═════ Source material ═════
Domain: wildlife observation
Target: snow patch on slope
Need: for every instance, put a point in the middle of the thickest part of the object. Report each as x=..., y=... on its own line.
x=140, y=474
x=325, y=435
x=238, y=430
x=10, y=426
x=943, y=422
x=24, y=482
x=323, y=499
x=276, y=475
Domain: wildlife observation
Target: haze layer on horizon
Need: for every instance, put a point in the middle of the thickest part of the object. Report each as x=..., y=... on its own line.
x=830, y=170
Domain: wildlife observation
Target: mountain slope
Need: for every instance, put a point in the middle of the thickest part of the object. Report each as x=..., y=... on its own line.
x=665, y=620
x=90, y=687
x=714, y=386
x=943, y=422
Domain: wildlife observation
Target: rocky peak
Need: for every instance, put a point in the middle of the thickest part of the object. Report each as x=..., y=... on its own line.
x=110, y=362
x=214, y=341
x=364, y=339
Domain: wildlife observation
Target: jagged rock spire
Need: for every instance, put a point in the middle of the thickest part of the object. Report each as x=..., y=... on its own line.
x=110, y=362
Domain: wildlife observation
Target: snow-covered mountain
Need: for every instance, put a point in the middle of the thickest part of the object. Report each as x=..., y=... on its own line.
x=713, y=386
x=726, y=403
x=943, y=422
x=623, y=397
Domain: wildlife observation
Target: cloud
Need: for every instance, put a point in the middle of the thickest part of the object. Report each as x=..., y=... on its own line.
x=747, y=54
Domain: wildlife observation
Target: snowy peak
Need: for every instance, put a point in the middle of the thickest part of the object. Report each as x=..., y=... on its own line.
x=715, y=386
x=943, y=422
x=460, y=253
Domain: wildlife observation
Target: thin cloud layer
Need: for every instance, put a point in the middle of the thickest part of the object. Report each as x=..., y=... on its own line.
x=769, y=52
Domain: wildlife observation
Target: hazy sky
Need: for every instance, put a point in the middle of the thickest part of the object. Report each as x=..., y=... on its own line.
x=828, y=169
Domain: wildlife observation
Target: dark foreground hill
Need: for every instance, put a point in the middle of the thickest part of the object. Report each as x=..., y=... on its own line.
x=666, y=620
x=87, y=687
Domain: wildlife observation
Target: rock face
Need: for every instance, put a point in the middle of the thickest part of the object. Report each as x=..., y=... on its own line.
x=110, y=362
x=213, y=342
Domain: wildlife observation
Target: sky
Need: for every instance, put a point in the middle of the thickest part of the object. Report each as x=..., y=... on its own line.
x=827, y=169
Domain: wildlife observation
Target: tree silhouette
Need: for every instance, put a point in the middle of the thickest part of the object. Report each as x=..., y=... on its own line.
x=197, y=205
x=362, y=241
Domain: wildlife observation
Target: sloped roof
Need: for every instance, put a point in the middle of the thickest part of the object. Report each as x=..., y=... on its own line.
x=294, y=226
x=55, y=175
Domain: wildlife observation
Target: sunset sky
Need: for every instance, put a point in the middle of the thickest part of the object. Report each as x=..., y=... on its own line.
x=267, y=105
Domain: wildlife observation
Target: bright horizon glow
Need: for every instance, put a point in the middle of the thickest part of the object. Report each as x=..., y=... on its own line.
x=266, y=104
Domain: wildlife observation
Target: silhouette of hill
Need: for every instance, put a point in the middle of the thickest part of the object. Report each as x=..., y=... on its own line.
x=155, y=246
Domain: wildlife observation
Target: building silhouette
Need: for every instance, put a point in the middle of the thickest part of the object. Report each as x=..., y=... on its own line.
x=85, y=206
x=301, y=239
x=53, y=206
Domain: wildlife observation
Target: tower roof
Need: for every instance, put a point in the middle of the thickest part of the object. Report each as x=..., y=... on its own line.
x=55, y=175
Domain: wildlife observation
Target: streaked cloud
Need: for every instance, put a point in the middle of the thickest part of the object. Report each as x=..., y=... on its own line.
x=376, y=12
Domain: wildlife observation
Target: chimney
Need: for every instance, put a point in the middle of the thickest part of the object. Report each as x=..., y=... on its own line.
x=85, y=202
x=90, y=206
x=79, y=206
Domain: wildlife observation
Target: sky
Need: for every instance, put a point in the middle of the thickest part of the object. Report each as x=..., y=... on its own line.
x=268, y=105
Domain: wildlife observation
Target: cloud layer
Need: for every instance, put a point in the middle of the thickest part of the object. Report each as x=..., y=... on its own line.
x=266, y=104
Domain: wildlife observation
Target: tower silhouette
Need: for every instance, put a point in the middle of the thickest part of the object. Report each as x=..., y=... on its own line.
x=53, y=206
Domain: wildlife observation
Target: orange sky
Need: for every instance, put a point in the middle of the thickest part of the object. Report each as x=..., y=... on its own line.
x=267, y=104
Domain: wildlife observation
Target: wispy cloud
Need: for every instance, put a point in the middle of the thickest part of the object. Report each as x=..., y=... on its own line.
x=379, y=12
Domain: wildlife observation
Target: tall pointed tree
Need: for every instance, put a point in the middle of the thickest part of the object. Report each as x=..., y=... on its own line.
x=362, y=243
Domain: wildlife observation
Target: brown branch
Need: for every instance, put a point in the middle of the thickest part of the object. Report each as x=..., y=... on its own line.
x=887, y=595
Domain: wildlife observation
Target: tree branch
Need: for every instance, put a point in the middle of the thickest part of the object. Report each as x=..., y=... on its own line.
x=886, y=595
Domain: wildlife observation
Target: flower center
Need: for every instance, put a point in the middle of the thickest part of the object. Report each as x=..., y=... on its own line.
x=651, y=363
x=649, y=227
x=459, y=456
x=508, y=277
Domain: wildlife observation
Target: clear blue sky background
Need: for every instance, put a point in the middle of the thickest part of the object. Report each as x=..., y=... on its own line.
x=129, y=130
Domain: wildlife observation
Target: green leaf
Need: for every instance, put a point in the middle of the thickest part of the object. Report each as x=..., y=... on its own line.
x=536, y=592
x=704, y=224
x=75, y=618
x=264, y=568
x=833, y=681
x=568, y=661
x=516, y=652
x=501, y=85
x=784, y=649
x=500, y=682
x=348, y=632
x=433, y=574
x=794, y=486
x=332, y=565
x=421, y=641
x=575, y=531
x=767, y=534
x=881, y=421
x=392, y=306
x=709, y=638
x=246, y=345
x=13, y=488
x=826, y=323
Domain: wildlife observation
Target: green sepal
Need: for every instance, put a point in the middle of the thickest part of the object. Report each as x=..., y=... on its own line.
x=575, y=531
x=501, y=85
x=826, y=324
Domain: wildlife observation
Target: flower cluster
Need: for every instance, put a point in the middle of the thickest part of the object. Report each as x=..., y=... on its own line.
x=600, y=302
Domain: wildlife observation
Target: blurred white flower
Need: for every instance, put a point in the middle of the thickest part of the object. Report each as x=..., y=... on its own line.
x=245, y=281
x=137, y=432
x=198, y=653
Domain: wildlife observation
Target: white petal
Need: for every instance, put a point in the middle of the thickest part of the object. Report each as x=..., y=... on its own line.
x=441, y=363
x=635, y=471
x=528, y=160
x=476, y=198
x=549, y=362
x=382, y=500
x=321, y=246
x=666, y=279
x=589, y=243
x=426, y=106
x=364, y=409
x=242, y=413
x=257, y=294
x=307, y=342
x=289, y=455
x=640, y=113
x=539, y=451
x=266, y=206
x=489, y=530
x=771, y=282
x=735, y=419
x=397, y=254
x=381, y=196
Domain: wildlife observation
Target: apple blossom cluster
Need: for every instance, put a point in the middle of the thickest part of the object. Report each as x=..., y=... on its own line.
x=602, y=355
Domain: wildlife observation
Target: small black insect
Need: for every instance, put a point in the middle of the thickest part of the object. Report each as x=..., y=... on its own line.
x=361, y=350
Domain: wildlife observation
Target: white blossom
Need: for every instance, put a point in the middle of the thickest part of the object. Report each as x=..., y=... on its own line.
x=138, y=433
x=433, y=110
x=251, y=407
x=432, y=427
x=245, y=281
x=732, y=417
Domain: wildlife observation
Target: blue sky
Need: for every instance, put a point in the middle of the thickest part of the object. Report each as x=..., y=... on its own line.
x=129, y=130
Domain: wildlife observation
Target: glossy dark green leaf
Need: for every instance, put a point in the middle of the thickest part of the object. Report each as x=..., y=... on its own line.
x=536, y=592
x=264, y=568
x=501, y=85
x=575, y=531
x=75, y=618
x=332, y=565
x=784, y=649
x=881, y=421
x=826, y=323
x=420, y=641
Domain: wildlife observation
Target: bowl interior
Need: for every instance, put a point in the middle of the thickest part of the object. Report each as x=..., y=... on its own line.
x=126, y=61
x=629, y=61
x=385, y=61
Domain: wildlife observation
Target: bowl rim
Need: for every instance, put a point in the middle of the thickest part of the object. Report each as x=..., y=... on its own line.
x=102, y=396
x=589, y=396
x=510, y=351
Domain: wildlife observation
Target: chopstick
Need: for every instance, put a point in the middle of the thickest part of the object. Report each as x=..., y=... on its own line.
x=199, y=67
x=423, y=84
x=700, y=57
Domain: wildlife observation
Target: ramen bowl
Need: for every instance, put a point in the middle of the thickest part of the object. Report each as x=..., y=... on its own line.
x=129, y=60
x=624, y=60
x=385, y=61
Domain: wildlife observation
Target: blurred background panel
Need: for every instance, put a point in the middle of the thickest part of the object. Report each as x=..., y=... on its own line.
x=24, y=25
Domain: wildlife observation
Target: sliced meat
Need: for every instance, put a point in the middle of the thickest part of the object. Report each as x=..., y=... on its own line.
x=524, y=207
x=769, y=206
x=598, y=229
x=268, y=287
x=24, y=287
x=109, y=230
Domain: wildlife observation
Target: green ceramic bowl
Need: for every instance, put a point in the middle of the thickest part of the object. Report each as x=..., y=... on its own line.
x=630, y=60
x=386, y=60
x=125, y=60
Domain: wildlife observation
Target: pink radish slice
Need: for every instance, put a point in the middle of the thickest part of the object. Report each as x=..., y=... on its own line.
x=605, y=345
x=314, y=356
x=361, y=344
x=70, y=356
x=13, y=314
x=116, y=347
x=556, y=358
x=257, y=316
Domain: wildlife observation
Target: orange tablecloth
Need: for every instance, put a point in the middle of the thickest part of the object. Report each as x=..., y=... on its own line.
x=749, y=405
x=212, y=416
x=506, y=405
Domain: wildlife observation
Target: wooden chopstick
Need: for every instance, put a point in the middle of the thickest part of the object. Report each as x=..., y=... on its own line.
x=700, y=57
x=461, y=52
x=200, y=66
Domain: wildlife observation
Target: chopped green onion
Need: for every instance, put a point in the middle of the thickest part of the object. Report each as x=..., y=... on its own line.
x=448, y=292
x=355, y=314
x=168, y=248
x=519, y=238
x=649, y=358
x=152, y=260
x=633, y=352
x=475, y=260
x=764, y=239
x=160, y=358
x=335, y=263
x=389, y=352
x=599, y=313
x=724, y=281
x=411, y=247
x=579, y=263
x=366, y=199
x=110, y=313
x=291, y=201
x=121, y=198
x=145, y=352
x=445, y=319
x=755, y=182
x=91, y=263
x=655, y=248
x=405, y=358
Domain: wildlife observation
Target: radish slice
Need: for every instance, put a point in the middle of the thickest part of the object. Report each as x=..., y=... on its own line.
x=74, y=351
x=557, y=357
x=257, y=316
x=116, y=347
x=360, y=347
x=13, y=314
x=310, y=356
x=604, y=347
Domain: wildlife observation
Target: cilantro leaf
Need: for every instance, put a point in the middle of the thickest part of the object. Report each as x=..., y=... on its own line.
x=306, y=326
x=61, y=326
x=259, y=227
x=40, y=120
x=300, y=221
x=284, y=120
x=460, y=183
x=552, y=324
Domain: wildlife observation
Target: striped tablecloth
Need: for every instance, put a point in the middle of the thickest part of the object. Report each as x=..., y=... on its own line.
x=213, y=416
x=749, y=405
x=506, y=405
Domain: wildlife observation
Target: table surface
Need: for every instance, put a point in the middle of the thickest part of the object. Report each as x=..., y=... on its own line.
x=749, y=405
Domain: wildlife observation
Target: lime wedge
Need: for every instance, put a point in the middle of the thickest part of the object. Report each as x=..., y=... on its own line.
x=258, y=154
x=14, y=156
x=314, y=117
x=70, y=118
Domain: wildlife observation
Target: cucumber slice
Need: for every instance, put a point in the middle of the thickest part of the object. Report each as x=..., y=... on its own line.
═════
▶ _To do_:
If a line in the data above contains "roof", return that line.

▶ _Reply to the exercise_:
Target: sloped roof
Target: tower roof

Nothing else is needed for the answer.